:: Task goal ::
When you reach the line in the data below that contains "positive clicks: (791, 220)", please start repeating lines exactly, and stop after the line that contains "negative clicks: (190, 243) (766, 257)", repeating nothing else.

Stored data
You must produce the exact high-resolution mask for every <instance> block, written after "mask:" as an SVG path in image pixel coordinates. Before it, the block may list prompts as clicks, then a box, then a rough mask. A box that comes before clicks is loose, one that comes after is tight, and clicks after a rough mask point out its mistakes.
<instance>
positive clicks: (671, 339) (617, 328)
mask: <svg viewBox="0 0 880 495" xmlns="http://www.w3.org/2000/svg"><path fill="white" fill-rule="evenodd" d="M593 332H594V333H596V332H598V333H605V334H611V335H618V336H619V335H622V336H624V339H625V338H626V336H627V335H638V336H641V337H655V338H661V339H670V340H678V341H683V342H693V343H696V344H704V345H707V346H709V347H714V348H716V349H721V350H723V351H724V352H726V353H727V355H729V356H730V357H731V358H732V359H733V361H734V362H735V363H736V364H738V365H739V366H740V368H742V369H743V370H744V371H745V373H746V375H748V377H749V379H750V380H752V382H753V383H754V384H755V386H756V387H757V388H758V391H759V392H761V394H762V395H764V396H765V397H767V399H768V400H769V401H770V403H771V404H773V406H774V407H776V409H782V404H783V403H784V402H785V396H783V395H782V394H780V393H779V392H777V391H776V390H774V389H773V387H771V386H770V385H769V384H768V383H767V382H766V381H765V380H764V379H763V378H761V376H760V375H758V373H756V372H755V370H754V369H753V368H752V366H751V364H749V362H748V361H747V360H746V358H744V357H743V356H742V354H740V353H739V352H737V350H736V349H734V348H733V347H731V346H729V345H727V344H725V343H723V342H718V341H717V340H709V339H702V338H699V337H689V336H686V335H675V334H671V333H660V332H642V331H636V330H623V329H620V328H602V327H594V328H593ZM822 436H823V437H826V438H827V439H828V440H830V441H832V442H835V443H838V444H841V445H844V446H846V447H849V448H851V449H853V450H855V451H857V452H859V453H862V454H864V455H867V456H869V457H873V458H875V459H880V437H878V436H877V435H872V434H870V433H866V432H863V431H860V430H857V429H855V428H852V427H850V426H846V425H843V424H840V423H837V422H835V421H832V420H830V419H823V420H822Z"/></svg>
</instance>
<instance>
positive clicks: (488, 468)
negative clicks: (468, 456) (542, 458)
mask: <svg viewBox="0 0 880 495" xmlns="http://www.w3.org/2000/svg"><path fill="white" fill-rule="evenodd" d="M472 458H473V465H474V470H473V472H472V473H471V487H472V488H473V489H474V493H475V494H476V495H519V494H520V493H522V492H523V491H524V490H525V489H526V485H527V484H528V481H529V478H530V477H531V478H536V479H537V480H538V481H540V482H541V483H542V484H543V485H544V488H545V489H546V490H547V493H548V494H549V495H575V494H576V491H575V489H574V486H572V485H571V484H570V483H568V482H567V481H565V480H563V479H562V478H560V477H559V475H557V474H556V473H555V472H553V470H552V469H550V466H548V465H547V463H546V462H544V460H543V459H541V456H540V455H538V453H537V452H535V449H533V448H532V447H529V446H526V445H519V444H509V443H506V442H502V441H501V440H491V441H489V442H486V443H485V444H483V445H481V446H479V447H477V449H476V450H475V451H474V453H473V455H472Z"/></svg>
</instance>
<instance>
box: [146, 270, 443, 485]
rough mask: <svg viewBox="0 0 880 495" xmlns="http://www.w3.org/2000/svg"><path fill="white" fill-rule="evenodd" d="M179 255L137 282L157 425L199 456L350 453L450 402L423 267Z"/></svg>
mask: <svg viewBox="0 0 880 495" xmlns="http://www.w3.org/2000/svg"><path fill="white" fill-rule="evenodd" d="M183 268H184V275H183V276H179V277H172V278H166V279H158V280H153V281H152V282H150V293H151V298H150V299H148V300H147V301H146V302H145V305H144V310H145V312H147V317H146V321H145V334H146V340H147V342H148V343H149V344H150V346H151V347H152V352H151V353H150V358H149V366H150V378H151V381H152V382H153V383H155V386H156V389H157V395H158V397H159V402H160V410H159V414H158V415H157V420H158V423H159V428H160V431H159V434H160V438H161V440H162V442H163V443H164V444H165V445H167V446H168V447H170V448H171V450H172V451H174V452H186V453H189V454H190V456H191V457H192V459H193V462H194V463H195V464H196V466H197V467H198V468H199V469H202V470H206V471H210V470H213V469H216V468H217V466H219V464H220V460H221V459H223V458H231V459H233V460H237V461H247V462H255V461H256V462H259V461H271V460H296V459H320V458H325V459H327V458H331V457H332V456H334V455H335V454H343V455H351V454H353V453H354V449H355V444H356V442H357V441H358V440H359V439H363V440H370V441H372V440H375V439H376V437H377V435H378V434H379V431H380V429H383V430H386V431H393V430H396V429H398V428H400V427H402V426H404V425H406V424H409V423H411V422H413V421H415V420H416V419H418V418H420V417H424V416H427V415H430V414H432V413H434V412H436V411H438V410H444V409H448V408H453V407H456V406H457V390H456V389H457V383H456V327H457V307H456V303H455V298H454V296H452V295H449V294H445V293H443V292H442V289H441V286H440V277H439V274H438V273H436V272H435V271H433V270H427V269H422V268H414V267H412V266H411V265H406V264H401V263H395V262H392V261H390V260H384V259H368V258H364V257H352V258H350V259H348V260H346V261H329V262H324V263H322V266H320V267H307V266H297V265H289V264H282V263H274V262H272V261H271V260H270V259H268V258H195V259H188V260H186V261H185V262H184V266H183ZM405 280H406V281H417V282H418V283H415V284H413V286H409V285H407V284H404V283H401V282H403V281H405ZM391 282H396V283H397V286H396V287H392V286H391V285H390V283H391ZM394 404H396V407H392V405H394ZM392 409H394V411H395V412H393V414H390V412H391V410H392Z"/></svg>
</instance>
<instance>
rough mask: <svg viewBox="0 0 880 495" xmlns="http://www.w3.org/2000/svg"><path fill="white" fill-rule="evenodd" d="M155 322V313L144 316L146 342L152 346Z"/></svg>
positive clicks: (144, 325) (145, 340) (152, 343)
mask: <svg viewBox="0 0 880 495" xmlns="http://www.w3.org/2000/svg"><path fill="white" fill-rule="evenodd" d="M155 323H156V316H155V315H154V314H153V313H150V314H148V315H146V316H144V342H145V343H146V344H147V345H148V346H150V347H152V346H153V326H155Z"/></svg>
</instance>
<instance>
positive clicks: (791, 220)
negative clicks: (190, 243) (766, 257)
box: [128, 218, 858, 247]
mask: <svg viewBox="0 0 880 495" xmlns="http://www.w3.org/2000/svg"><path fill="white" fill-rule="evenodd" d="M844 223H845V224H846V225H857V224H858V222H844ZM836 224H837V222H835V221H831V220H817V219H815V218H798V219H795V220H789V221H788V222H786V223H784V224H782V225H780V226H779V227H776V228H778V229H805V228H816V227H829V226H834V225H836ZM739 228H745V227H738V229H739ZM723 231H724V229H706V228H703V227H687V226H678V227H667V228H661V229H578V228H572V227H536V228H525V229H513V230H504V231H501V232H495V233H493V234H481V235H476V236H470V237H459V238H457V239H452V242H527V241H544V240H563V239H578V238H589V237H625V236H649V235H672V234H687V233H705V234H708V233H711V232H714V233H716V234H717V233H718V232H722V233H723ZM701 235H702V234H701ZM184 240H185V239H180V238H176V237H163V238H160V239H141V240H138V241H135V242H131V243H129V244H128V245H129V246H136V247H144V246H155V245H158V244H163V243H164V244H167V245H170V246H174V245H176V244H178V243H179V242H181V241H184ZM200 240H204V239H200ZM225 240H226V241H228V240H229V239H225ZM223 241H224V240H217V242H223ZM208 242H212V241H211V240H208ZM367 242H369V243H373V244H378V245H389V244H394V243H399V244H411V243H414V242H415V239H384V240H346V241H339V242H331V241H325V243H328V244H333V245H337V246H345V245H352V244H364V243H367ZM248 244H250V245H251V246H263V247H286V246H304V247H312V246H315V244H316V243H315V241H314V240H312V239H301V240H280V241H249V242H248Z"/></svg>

:: Exercise solution ::
positive clicks: (791, 220)
negative clicks: (190, 243) (766, 257)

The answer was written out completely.